Please quote the lines below, from the line with "Fill in each" through the line with "positive clicks: (142, 116)", word for word.

Stored records:
#####
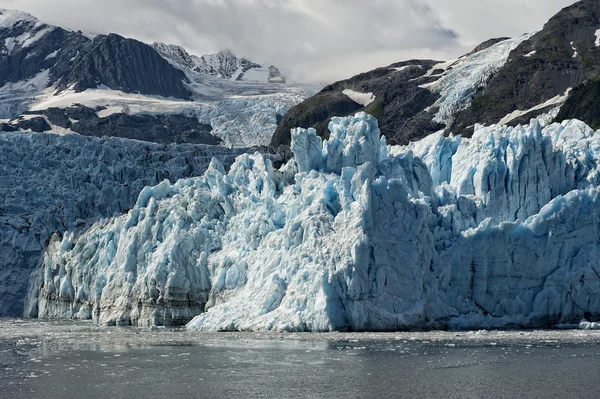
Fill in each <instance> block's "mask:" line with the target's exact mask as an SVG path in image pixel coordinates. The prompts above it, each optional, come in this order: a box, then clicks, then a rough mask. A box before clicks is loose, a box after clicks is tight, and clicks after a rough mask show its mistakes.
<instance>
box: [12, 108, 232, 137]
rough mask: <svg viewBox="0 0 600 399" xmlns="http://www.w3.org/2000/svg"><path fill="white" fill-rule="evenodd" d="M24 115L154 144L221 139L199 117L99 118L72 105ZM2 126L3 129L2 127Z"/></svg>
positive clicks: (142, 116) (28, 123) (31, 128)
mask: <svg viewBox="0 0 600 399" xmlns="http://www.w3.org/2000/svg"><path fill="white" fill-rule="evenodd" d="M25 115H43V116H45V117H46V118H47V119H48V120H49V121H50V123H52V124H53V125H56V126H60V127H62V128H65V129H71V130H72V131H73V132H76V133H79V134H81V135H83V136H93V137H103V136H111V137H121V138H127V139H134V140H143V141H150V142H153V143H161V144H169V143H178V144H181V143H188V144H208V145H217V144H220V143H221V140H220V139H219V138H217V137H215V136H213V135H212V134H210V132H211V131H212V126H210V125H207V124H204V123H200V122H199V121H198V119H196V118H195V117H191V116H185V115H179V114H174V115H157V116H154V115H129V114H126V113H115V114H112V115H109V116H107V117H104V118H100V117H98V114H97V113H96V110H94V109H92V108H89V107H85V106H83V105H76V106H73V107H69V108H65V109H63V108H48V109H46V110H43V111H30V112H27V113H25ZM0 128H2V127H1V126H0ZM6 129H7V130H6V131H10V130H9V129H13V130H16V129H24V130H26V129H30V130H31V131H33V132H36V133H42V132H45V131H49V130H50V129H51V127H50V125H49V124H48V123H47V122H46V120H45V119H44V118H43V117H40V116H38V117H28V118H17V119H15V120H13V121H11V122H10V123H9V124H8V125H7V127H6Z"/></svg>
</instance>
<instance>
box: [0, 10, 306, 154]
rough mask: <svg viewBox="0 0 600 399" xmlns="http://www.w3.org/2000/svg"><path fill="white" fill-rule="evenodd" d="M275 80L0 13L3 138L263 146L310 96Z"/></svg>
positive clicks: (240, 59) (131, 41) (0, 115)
#####
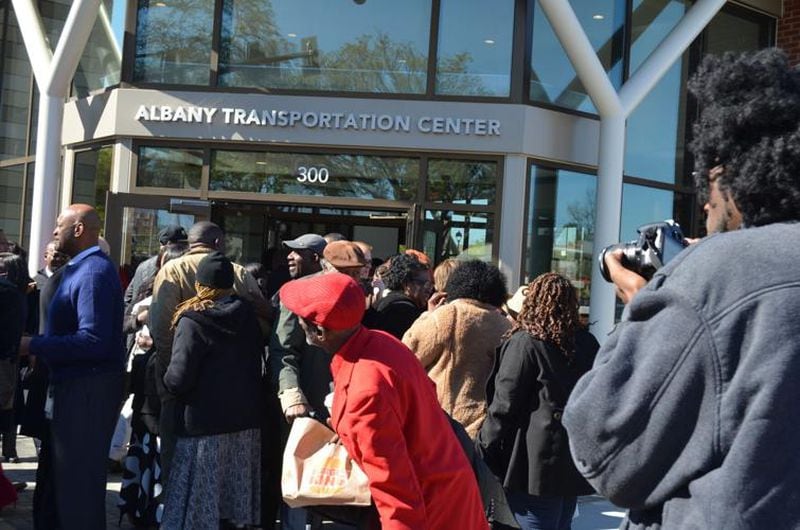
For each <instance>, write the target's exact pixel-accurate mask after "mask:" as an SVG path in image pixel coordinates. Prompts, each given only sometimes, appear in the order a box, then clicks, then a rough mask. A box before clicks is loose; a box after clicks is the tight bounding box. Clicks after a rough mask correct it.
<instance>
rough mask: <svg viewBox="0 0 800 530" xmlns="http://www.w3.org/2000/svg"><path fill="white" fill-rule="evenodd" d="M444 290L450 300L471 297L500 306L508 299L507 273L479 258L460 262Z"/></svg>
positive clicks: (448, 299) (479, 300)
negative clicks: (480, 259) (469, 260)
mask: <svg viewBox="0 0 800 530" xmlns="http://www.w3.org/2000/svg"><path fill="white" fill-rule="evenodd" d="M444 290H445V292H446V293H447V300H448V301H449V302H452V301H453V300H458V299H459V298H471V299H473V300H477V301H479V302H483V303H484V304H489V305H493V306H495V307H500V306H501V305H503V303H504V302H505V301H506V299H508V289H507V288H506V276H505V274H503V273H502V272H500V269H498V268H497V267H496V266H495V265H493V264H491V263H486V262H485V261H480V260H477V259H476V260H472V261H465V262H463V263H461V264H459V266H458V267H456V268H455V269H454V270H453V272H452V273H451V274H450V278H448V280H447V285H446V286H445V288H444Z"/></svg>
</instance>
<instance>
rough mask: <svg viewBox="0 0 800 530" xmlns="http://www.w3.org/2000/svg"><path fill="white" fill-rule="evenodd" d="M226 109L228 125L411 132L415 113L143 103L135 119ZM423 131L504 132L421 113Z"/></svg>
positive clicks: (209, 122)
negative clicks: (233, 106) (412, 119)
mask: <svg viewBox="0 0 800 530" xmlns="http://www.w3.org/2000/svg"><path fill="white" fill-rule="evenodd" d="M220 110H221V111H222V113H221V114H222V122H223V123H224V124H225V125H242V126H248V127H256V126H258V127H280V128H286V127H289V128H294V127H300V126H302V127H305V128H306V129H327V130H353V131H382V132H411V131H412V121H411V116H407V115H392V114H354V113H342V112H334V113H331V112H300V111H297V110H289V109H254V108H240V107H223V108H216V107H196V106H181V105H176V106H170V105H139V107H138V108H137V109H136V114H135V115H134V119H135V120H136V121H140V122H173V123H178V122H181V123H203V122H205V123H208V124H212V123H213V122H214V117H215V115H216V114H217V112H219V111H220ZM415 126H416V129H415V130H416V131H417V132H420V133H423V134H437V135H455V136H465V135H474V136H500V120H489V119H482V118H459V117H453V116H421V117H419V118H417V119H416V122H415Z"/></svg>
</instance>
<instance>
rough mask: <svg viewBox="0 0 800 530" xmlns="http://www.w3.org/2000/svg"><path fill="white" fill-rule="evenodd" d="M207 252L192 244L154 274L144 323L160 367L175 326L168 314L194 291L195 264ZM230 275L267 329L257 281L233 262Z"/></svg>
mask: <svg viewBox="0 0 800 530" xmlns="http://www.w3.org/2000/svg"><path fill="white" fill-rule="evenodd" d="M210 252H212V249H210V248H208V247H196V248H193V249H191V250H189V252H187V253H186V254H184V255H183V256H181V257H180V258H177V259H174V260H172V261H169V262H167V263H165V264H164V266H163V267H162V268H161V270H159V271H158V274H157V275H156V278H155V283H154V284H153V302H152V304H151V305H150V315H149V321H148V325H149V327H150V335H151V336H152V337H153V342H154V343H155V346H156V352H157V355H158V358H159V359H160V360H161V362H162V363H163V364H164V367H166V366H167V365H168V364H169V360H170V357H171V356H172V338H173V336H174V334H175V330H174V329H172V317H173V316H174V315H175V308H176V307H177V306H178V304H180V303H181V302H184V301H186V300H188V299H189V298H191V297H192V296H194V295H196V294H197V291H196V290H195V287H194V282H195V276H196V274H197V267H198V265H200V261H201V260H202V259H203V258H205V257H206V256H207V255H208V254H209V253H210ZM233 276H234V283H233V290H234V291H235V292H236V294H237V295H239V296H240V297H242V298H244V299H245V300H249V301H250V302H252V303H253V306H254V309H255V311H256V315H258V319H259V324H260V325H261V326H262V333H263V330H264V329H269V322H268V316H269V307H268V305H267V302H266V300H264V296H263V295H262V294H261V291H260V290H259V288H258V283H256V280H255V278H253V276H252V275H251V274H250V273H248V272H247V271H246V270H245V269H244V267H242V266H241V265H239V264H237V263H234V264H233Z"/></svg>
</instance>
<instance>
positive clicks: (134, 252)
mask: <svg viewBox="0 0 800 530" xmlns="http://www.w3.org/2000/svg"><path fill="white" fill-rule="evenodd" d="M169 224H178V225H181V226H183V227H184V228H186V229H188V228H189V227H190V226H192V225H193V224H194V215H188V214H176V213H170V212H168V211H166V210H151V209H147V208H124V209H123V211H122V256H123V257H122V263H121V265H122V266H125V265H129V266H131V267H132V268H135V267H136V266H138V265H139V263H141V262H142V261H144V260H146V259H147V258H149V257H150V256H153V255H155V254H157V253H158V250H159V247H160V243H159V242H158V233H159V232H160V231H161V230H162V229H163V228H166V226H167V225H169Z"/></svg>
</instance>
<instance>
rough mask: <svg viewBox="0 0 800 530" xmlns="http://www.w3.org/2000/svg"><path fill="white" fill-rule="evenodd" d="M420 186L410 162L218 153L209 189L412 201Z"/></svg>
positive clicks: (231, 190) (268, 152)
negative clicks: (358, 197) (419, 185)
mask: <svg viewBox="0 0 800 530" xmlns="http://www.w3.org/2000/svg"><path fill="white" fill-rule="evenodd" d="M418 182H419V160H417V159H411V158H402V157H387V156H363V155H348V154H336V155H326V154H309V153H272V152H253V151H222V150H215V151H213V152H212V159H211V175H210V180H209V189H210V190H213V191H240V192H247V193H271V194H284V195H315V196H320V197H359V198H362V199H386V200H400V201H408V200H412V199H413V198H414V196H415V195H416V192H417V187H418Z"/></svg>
#####
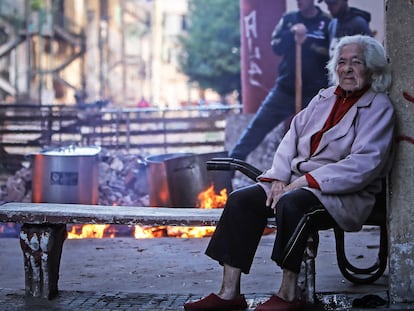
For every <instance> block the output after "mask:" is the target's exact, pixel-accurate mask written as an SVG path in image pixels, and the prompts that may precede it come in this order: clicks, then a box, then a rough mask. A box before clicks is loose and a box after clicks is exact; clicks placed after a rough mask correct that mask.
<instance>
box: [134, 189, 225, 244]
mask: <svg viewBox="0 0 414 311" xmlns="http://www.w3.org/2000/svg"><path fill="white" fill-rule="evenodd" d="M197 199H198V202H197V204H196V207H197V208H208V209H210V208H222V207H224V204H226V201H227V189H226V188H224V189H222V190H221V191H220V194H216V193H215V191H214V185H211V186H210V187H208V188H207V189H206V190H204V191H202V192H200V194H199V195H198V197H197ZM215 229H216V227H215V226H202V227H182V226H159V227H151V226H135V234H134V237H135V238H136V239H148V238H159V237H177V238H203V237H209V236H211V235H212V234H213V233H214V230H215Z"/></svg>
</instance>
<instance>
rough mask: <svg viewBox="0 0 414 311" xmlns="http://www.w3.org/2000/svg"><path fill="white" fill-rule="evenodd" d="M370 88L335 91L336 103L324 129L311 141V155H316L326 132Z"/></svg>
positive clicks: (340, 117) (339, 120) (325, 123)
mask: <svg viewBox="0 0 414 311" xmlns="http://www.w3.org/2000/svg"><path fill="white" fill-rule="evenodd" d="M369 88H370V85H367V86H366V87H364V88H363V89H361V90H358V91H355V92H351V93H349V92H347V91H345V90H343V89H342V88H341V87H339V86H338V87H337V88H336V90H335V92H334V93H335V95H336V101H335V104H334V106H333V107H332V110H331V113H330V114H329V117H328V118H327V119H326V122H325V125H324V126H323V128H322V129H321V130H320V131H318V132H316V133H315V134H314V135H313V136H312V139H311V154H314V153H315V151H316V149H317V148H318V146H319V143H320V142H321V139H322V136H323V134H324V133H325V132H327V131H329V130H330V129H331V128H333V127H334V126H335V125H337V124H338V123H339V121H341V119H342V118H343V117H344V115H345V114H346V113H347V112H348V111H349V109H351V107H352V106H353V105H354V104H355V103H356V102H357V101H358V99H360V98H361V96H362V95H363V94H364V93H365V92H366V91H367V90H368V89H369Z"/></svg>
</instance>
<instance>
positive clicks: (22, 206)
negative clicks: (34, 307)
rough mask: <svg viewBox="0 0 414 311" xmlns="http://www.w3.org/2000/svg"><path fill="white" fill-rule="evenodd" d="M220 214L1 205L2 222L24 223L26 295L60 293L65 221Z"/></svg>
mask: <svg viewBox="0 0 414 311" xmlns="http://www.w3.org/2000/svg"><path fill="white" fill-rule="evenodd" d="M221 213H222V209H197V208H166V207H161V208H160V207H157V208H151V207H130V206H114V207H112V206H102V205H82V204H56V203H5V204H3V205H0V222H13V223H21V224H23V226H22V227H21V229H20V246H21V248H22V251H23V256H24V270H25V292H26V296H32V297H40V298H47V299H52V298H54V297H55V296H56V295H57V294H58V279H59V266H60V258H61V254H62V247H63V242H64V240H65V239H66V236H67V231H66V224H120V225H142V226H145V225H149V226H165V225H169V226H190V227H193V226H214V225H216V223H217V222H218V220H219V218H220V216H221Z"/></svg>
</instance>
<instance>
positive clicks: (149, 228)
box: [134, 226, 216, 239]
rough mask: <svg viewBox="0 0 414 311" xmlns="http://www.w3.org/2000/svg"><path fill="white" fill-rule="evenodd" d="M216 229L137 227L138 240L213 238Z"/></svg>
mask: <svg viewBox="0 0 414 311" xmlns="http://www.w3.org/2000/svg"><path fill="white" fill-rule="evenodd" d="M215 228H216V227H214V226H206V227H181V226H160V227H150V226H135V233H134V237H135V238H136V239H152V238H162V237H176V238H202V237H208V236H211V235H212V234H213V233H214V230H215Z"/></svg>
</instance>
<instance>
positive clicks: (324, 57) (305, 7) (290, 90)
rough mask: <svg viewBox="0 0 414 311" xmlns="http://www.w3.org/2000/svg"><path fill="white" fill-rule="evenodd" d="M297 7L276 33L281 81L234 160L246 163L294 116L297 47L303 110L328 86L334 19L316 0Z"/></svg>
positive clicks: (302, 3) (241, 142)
#####
Solution below:
Fill in each <instance> block's "mask:" line with the target's exact mask as an SVG path in image pixel coordinates. The prompts above it, each optional, come in this order: a box, then clicks, then a rough mask. A box before clicks is loose, a box after clicks is tight, and clicks after a rough mask show its mistakes.
<instance>
box: [12, 108, 232, 137]
rough mask: <svg viewBox="0 0 600 399" xmlns="http://www.w3.org/2000/svg"><path fill="white" fill-rule="evenodd" d="M24 115L154 144L221 139L199 117L99 118L72 105ZM2 126L3 129L2 127Z"/></svg>
positive clicks: (142, 116) (28, 123) (31, 128)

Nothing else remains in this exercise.